__Directions__
Copy verbatim the portion of the records below that runs from the line containing "find blonde girl." down to the end of the records, including both ends.

****************************************

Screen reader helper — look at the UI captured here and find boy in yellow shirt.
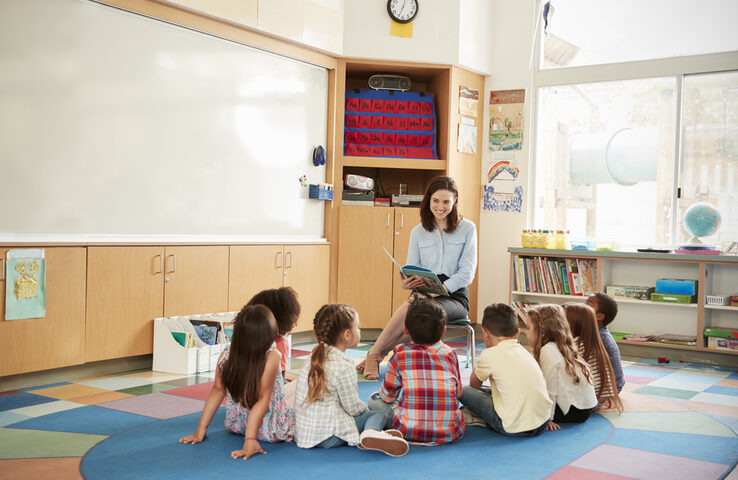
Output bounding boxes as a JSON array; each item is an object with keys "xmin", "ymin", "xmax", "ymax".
[{"xmin": 461, "ymin": 303, "xmax": 551, "ymax": 437}]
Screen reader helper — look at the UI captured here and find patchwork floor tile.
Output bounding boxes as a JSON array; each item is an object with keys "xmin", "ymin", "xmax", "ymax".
[
  {"xmin": 0, "ymin": 428, "xmax": 108, "ymax": 459},
  {"xmin": 98, "ymin": 393, "xmax": 205, "ymax": 419},
  {"xmin": 602, "ymin": 412, "xmax": 735, "ymax": 438},
  {"xmin": 9, "ymin": 405, "xmax": 156, "ymax": 435},
  {"xmin": 34, "ymin": 383, "xmax": 107, "ymax": 400},
  {"xmin": 13, "ymin": 400, "xmax": 83, "ymax": 417},
  {"xmin": 570, "ymin": 445, "xmax": 729, "ymax": 480},
  {"xmin": 0, "ymin": 457, "xmax": 82, "ymax": 480}
]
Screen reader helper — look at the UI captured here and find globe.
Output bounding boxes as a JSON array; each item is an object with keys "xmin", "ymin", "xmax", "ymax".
[{"xmin": 682, "ymin": 202, "xmax": 722, "ymax": 244}]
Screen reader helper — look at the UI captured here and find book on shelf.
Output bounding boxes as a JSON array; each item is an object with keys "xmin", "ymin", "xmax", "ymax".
[{"xmin": 382, "ymin": 247, "xmax": 448, "ymax": 296}]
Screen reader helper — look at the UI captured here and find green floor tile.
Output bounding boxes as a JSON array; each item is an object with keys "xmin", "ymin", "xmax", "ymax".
[
  {"xmin": 601, "ymin": 412, "xmax": 736, "ymax": 437},
  {"xmin": 634, "ymin": 385, "xmax": 700, "ymax": 400},
  {"xmin": 118, "ymin": 383, "xmax": 179, "ymax": 395},
  {"xmin": 0, "ymin": 428, "xmax": 108, "ymax": 459}
]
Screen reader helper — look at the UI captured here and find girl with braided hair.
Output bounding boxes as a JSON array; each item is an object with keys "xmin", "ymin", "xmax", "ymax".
[
  {"xmin": 179, "ymin": 305, "xmax": 295, "ymax": 460},
  {"xmin": 295, "ymin": 304, "xmax": 409, "ymax": 457}
]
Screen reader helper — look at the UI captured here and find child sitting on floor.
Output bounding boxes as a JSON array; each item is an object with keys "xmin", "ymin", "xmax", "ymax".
[
  {"xmin": 527, "ymin": 305, "xmax": 597, "ymax": 430},
  {"xmin": 564, "ymin": 303, "xmax": 623, "ymax": 412},
  {"xmin": 179, "ymin": 305, "xmax": 295, "ymax": 460},
  {"xmin": 246, "ymin": 287, "xmax": 300, "ymax": 376},
  {"xmin": 461, "ymin": 303, "xmax": 552, "ymax": 437},
  {"xmin": 585, "ymin": 292, "xmax": 625, "ymax": 392},
  {"xmin": 295, "ymin": 305, "xmax": 408, "ymax": 457},
  {"xmin": 369, "ymin": 296, "xmax": 465, "ymax": 445}
]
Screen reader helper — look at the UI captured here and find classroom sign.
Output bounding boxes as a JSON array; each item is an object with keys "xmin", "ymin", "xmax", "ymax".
[{"xmin": 5, "ymin": 249, "xmax": 46, "ymax": 320}]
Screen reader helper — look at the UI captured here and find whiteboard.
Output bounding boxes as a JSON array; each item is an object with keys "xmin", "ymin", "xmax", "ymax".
[{"xmin": 0, "ymin": 0, "xmax": 328, "ymax": 238}]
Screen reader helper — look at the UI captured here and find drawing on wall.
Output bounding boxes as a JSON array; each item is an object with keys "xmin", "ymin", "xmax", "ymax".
[
  {"xmin": 5, "ymin": 249, "xmax": 46, "ymax": 320},
  {"xmin": 456, "ymin": 117, "xmax": 477, "ymax": 154},
  {"xmin": 489, "ymin": 89, "xmax": 525, "ymax": 151},
  {"xmin": 459, "ymin": 85, "xmax": 479, "ymax": 118},
  {"xmin": 482, "ymin": 185, "xmax": 523, "ymax": 213}
]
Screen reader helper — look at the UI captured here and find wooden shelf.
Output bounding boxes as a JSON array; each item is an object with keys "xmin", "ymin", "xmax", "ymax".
[{"xmin": 343, "ymin": 157, "xmax": 446, "ymax": 170}]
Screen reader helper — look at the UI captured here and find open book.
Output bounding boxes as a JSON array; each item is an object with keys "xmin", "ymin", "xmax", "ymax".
[{"xmin": 382, "ymin": 247, "xmax": 448, "ymax": 296}]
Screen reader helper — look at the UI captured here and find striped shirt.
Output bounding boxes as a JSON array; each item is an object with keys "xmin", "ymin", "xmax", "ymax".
[{"xmin": 379, "ymin": 342, "xmax": 465, "ymax": 445}]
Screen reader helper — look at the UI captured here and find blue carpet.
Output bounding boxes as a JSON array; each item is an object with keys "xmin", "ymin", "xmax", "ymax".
[
  {"xmin": 607, "ymin": 428, "xmax": 738, "ymax": 465},
  {"xmin": 81, "ymin": 382, "xmax": 613, "ymax": 480},
  {"xmin": 9, "ymin": 405, "xmax": 158, "ymax": 435}
]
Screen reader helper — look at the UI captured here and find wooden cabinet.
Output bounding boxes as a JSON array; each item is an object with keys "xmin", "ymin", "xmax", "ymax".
[
  {"xmin": 337, "ymin": 206, "xmax": 420, "ymax": 328},
  {"xmin": 228, "ymin": 244, "xmax": 330, "ymax": 332},
  {"xmin": 508, "ymin": 248, "xmax": 738, "ymax": 355},
  {"xmin": 0, "ymin": 247, "xmax": 86, "ymax": 377},
  {"xmin": 326, "ymin": 59, "xmax": 485, "ymax": 327},
  {"xmin": 85, "ymin": 246, "xmax": 228, "ymax": 362}
]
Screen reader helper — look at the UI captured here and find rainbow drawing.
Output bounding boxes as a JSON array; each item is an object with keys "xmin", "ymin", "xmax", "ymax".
[{"xmin": 487, "ymin": 160, "xmax": 520, "ymax": 183}]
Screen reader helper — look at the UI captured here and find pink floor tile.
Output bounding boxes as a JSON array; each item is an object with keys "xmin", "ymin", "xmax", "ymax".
[
  {"xmin": 98, "ymin": 392, "xmax": 205, "ymax": 420},
  {"xmin": 569, "ymin": 445, "xmax": 728, "ymax": 480},
  {"xmin": 546, "ymin": 466, "xmax": 630, "ymax": 480},
  {"xmin": 162, "ymin": 382, "xmax": 213, "ymax": 400}
]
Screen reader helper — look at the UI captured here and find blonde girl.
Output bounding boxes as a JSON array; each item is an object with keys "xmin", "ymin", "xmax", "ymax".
[
  {"xmin": 527, "ymin": 305, "xmax": 597, "ymax": 430},
  {"xmin": 563, "ymin": 303, "xmax": 623, "ymax": 412},
  {"xmin": 179, "ymin": 305, "xmax": 295, "ymax": 460},
  {"xmin": 295, "ymin": 304, "xmax": 408, "ymax": 456}
]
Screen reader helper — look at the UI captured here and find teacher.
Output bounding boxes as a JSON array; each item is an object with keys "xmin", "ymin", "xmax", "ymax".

****************************************

__Final result__
Screen reader helper — look at the UI captured here and find blonde girl.
Output bounding boxes as a JSON array; each item is an object with keys "xmin", "ymin", "xmax", "ymax".
[
  {"xmin": 527, "ymin": 305, "xmax": 597, "ymax": 430},
  {"xmin": 563, "ymin": 303, "xmax": 623, "ymax": 412},
  {"xmin": 179, "ymin": 305, "xmax": 295, "ymax": 460},
  {"xmin": 295, "ymin": 304, "xmax": 408, "ymax": 456}
]
Screen reader helper — look at the UI captured here and find teacher.
Output bounding boxes as a JSON array; each item is an object with keys "xmin", "ymin", "xmax", "ymax".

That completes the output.